WHAT THE EXERCISE ASKS
Retype each entry. Leave every word as it is.

EXERCISE MATERIALS

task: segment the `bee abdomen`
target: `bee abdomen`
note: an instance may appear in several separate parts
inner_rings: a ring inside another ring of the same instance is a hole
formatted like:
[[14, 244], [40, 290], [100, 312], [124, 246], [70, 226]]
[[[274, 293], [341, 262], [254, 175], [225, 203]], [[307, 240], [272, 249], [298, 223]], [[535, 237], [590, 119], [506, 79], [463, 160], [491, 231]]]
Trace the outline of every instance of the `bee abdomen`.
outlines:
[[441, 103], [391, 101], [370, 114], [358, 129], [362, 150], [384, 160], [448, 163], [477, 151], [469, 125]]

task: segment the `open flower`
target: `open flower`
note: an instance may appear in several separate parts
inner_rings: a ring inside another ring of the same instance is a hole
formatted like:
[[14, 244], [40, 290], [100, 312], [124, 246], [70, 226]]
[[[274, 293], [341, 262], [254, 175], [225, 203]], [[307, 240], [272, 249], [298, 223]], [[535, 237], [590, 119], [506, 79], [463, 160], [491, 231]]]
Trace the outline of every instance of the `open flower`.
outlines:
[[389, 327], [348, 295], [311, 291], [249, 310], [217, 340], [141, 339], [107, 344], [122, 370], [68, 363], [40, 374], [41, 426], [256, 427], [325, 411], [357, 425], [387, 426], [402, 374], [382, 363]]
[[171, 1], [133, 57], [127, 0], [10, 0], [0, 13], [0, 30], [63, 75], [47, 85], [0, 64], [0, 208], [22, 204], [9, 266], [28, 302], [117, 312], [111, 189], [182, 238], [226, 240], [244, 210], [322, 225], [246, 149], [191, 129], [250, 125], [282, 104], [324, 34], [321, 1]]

OUTPUT FOR THIS EXERCISE
task: segment the `bee abdomen`
target: `bee abdomen`
note: an instance may appear in several separate parts
inner_rings: a ring inside another ring of the same instance is a hole
formatted like:
[[14, 244], [40, 290], [100, 312], [124, 246], [70, 226]]
[[[274, 293], [341, 262], [254, 175], [225, 203]], [[307, 240], [272, 249], [298, 223]], [[535, 237], [590, 119], [506, 79], [463, 160], [491, 231]]]
Trace the outline of every instance of the `bee abdomen`.
outlines:
[[441, 103], [391, 101], [370, 114], [358, 129], [362, 150], [384, 160], [448, 163], [477, 151], [469, 125]]

task: segment the `open flower`
target: `open flower`
note: an instance may appear in several separate parts
inner_rings: a ring inside another ring of the same instance is a hole
formatted like:
[[14, 244], [40, 290], [100, 312], [124, 246], [70, 226]]
[[[274, 293], [341, 262], [254, 175], [225, 203]], [[307, 240], [272, 249], [298, 223]], [[535, 237], [590, 119], [506, 79], [463, 160], [491, 231]]]
Trace the outline of every instance of the `open flower`.
outlines:
[[389, 327], [348, 295], [311, 291], [249, 310], [217, 340], [141, 339], [107, 344], [122, 370], [68, 363], [40, 374], [41, 426], [256, 427], [325, 411], [357, 425], [387, 426], [402, 374], [382, 363]]
[[171, 1], [133, 57], [127, 0], [10, 0], [0, 13], [0, 30], [63, 75], [47, 85], [0, 64], [0, 208], [22, 204], [9, 266], [28, 302], [117, 312], [111, 189], [182, 238], [226, 240], [244, 210], [322, 225], [246, 149], [191, 129], [250, 125], [282, 104], [324, 34], [321, 1]]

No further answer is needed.